(Exercise details): What is the number of lines in these entries that include "section"? Write that number and no other text.

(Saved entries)
╭──
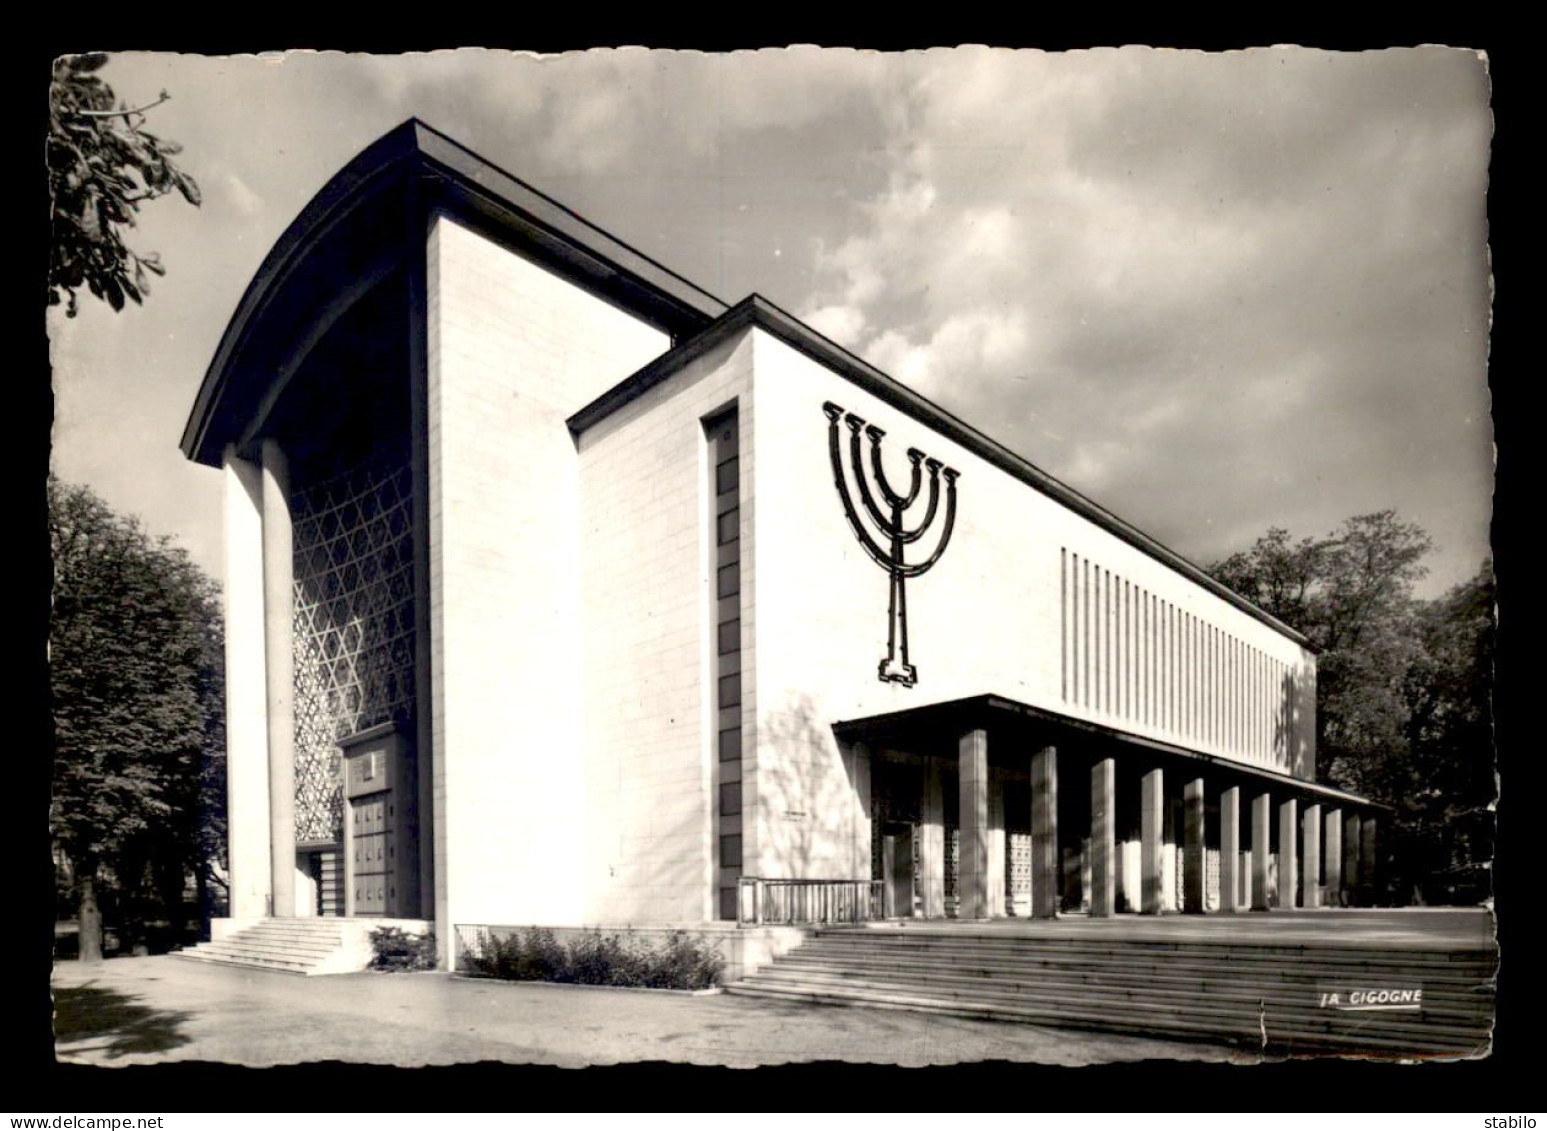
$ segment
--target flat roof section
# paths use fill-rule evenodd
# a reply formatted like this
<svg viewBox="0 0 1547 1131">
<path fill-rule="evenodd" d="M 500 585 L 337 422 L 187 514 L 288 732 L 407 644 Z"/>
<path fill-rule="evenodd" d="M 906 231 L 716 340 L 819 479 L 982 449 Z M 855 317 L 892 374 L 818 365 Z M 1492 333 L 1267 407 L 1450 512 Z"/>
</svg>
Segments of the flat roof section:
╰──
╭──
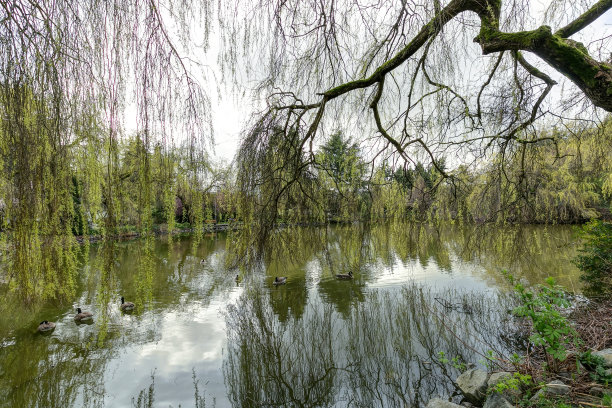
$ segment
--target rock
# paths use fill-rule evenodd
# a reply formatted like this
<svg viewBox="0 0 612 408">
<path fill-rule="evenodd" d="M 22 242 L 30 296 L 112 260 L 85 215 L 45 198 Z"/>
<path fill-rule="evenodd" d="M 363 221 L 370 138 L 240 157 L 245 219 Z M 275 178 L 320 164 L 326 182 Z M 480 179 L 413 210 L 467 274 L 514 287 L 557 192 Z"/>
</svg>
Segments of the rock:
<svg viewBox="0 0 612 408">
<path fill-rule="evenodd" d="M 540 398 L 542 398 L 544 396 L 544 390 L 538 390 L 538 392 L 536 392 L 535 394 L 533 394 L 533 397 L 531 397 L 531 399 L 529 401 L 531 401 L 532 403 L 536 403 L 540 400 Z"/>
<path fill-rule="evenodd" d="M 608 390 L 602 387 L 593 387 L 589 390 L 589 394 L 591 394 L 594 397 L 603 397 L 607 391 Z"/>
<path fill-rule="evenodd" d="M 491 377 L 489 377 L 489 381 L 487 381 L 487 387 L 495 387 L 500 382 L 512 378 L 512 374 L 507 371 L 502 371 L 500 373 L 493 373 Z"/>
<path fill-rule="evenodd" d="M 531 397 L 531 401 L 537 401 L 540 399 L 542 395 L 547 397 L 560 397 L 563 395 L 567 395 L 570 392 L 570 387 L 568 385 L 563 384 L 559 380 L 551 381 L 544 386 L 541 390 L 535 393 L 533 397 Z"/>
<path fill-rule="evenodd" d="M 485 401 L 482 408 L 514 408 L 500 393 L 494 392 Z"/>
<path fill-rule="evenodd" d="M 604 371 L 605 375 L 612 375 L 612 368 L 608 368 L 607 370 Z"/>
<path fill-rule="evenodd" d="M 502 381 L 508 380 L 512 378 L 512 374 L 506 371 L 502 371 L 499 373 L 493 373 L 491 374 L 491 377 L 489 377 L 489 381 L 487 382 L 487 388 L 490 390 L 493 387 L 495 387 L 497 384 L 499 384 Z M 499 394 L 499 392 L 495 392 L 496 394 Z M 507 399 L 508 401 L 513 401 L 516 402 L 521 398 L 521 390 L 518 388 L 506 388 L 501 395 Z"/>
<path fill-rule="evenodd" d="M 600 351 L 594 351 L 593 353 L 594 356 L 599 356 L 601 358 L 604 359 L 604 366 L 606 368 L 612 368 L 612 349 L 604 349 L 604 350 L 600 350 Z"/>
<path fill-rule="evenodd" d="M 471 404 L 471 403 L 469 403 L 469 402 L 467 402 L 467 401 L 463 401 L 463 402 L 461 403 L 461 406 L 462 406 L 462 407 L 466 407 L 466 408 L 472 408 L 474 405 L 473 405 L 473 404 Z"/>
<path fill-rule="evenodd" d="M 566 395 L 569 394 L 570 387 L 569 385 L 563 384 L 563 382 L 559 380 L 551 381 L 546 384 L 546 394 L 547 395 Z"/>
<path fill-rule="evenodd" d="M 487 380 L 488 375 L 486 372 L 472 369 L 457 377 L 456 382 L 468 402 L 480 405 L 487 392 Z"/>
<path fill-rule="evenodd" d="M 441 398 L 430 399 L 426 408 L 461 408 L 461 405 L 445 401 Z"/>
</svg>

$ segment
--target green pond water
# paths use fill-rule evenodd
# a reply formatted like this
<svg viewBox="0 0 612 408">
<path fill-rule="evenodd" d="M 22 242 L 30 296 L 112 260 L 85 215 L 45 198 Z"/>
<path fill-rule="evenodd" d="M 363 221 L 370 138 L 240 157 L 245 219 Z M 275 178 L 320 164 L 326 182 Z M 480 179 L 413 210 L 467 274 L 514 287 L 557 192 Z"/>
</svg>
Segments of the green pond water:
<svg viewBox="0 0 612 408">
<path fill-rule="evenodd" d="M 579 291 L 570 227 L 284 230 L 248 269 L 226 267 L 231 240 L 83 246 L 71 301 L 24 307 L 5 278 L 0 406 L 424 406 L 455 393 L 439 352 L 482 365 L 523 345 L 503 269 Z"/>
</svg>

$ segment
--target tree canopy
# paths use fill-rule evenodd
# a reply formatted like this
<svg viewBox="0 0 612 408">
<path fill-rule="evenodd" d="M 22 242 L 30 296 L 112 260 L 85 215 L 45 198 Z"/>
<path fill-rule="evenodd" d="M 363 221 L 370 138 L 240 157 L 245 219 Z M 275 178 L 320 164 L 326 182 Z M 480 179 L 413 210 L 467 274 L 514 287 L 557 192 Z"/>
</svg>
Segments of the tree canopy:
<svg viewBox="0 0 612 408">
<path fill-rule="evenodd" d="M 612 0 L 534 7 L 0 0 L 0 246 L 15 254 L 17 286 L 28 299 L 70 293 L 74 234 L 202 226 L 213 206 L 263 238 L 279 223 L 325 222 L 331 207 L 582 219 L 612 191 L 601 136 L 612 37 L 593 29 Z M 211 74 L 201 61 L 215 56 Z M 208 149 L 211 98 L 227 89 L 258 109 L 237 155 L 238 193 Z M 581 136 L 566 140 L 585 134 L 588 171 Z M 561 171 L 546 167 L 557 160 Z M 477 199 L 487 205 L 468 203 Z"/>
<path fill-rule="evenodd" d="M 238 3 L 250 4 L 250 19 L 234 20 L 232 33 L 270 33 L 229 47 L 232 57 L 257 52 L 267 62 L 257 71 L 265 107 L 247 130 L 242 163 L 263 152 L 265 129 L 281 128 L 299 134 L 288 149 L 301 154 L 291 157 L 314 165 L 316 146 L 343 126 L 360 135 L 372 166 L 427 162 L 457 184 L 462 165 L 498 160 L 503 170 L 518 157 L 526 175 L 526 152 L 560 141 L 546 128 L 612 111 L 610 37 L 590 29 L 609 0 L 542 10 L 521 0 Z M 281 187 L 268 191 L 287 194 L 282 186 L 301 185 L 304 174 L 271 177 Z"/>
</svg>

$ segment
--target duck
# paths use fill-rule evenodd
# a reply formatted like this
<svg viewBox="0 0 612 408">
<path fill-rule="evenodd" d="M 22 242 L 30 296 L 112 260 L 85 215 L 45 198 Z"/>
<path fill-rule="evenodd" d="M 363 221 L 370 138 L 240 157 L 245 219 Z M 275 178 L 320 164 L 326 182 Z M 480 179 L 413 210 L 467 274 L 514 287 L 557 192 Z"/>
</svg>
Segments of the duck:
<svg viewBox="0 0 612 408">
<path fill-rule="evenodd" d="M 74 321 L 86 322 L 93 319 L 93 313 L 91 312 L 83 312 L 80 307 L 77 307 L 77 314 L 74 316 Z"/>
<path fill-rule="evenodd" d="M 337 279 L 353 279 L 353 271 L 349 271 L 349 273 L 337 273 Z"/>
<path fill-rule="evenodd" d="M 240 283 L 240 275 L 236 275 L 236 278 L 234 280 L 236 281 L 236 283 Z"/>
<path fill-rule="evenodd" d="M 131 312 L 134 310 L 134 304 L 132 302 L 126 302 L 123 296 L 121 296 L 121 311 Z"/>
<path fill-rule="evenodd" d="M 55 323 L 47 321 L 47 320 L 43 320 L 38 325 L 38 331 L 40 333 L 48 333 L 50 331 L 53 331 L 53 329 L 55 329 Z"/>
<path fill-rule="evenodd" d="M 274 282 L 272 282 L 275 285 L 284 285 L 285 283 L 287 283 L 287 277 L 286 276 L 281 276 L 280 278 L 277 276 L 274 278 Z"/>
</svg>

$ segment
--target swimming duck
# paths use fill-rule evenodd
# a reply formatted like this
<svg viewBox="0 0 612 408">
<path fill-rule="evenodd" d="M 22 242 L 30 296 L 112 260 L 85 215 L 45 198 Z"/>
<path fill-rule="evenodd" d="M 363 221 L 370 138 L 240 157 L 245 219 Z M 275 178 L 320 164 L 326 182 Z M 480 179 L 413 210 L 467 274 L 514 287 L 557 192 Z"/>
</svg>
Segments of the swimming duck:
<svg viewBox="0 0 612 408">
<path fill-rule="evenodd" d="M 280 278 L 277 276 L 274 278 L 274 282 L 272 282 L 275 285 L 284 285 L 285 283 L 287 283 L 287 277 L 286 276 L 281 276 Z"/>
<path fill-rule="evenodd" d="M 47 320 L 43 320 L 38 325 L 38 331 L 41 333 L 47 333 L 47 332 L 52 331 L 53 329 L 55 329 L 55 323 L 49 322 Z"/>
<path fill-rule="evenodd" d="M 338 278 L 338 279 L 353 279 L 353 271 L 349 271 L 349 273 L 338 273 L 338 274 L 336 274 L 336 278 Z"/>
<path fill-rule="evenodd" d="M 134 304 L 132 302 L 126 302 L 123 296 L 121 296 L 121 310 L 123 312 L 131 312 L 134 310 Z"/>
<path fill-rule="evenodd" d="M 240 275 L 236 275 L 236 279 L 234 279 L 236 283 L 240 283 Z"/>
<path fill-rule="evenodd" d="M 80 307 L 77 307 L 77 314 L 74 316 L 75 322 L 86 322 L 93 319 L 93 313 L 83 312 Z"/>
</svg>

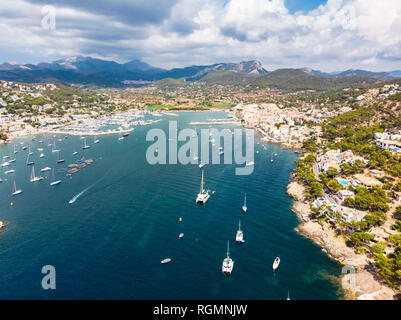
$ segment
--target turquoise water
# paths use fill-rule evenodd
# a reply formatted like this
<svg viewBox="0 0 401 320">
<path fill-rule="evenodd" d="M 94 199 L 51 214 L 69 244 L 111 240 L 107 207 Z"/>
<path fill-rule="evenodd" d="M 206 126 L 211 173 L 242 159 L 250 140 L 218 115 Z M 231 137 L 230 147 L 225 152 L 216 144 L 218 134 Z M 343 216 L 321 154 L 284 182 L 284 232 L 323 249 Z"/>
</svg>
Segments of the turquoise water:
╰──
(Written solution): 2